── PASSAGE
WFFH (94.1 FM), WBOZ (104.9 FM), and WFFI (93.7 FM) are radio stations trimulcasting a Contemporary Christian radio format as "FM 94 The Fish."  WFFH is licensed to Smyrna, Tennessee, WBOZ to Woodbury and WFFI to Kingston Springs, with the stations serving the Nashville metropolitan area. All three stations simulcast in order to provide maximum coverage to Middle Tennessee.

The stations are owned by the Salem Media Group, the largest owner of Christian radio stations in the United States. Much like its sister stations in Los Angeles, Atlanta, Cleveland and other markets, the trimulcast use the branding "The Fish," an early symbol of the Christian Church.

History

WFFH History
WFFH was previously WRLG, then a sister station to WRLT, owned by Tuned In Broadcasting and airing a modern rock format. In early 1995, the station's format changed from "The Exxit" (a satellite format from the Major Networks) to The Underground Network (once called WDRE). Several months later, the station changed its format to active rock, branded as "Thunder 94". In October 1997, facing intense pressure from WKDF (which had flipped to modern rock some time before), Tuned In Broadcasting pulled the plug on "Thunder 94", and the format changed to AAA format and became "The Phoenix", playing a mix of rock and rap music. Shortly before the sale to its current owners, WRLG began simulcasting then-sister station WRLT.
────
── RECORD EXTRACTS
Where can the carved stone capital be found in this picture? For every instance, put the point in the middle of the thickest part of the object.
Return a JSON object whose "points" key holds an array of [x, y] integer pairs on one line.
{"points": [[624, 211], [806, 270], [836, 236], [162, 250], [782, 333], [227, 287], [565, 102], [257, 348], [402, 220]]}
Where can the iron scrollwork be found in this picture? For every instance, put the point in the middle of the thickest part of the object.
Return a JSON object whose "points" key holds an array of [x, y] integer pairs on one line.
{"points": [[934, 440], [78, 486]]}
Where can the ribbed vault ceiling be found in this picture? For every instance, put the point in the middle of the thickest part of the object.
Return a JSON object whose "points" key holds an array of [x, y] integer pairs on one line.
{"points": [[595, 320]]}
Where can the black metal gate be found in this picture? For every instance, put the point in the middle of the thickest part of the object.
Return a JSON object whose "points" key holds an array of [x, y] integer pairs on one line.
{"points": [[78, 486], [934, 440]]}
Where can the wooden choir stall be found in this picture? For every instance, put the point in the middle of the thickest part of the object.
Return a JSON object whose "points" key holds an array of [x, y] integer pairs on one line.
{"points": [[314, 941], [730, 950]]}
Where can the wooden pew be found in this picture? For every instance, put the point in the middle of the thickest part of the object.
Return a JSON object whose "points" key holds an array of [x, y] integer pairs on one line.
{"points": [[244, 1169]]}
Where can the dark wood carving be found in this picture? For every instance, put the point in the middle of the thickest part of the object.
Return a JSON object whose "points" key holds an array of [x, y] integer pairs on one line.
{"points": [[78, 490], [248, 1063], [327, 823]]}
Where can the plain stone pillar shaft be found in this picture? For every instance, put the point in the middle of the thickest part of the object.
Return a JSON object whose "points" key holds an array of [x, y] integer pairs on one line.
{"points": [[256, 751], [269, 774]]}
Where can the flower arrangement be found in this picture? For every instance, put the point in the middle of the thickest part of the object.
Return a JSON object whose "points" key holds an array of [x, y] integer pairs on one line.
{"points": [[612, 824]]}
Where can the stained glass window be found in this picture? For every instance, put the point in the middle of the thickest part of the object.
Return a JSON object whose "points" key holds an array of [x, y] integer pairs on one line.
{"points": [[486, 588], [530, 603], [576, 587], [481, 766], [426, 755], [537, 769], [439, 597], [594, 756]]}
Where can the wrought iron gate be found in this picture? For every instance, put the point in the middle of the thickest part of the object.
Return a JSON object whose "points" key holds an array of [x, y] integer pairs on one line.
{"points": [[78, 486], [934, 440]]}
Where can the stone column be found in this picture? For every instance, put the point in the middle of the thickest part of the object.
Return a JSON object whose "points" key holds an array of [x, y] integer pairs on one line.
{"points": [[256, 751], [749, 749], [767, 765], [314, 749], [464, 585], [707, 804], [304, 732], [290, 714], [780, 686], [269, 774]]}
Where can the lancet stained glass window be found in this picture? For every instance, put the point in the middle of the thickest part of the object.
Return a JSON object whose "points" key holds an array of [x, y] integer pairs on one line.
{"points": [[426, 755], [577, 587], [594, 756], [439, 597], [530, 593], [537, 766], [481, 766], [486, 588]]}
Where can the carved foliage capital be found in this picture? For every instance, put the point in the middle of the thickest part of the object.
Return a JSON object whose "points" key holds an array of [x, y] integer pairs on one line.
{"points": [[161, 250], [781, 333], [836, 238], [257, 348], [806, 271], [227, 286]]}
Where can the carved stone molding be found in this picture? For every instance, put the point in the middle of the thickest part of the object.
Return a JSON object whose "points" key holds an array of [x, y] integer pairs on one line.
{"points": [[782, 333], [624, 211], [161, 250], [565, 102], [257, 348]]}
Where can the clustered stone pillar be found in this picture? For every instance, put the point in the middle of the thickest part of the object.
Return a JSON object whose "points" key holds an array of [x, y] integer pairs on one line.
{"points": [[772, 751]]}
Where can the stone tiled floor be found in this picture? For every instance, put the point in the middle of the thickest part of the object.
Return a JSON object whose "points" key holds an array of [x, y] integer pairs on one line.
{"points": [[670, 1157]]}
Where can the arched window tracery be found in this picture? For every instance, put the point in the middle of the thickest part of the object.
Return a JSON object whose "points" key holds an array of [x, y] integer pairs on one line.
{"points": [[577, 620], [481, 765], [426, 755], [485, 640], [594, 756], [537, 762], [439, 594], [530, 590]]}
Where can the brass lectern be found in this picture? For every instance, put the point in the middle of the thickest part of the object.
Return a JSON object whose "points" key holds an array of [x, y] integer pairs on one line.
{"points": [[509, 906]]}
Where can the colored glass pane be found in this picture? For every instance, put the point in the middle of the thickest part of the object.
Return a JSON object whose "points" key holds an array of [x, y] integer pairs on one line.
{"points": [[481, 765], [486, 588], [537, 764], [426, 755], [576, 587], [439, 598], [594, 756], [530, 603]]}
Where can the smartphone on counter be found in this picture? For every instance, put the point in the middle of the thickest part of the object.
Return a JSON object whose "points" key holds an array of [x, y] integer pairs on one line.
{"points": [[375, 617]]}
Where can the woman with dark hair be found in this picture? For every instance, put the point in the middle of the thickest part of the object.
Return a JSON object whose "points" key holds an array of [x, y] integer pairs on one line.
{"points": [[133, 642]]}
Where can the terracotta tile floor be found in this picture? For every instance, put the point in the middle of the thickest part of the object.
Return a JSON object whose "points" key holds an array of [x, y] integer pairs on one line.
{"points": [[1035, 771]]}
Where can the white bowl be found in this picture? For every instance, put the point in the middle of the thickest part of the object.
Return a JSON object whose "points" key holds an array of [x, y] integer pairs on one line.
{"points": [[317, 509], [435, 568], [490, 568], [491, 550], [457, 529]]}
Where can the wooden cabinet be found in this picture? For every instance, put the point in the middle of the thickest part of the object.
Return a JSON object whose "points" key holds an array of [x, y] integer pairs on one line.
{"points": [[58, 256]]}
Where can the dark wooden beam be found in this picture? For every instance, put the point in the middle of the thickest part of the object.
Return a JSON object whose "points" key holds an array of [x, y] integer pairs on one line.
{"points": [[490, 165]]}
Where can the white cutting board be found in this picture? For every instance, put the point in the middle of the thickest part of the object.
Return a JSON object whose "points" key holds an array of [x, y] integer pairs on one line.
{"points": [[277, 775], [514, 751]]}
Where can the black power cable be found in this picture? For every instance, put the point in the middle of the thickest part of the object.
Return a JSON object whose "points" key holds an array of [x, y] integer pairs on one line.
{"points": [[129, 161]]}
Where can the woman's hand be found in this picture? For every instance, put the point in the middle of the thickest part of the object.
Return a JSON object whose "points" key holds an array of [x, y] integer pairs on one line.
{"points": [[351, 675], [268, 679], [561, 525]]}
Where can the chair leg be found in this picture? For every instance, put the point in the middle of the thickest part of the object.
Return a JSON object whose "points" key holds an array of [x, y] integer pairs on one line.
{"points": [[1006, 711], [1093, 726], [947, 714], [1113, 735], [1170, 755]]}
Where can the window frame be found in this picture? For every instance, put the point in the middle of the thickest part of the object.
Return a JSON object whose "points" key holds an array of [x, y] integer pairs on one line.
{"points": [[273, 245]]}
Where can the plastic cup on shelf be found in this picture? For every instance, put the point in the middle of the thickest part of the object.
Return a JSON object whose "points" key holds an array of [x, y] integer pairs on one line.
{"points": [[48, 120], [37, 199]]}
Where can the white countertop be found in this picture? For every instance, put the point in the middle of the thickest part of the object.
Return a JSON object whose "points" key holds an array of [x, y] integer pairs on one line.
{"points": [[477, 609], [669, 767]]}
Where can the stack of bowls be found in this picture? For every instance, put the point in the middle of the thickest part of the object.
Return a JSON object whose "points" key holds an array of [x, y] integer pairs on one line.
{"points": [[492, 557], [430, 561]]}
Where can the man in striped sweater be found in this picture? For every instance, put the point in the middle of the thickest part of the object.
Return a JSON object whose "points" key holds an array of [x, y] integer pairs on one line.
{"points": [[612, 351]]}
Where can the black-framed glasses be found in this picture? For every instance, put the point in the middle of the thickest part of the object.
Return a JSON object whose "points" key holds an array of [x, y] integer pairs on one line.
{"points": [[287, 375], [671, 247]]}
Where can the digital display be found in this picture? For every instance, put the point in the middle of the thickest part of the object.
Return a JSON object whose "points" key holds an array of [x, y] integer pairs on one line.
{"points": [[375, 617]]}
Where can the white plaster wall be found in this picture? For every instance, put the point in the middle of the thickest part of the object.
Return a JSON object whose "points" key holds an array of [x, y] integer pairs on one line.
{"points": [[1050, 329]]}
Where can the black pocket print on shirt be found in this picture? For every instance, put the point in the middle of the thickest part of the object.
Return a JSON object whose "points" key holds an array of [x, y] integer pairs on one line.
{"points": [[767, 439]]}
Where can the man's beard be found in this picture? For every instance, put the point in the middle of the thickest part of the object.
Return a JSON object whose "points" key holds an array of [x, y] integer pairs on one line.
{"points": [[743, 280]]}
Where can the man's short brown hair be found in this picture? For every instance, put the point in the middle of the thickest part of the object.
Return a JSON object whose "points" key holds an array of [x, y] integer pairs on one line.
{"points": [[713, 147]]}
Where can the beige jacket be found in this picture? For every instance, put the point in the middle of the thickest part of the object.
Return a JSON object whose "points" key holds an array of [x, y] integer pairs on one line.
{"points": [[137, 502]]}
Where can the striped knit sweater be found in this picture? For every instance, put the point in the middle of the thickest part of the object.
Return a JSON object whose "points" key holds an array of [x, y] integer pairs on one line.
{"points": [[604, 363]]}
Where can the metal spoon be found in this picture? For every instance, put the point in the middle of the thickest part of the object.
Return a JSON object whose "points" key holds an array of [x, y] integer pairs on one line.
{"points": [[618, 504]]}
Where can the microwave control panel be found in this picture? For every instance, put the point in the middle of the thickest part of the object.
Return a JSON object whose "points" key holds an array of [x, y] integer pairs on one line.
────
WHAT IS REQUIRED:
Turn the paragraph of the passage that begins "The stations are owned by" into a short list of its main facts.

FINISHED ANSWER:
- Owner: Salem Media Group, the largest owner of Christian radio stations in the United States.
- Branding: "The Fish," the same name used by sister stations in Los Angeles, Atlanta, Cleveland and other markets.
- The fish is an early symbol of the Christian Church.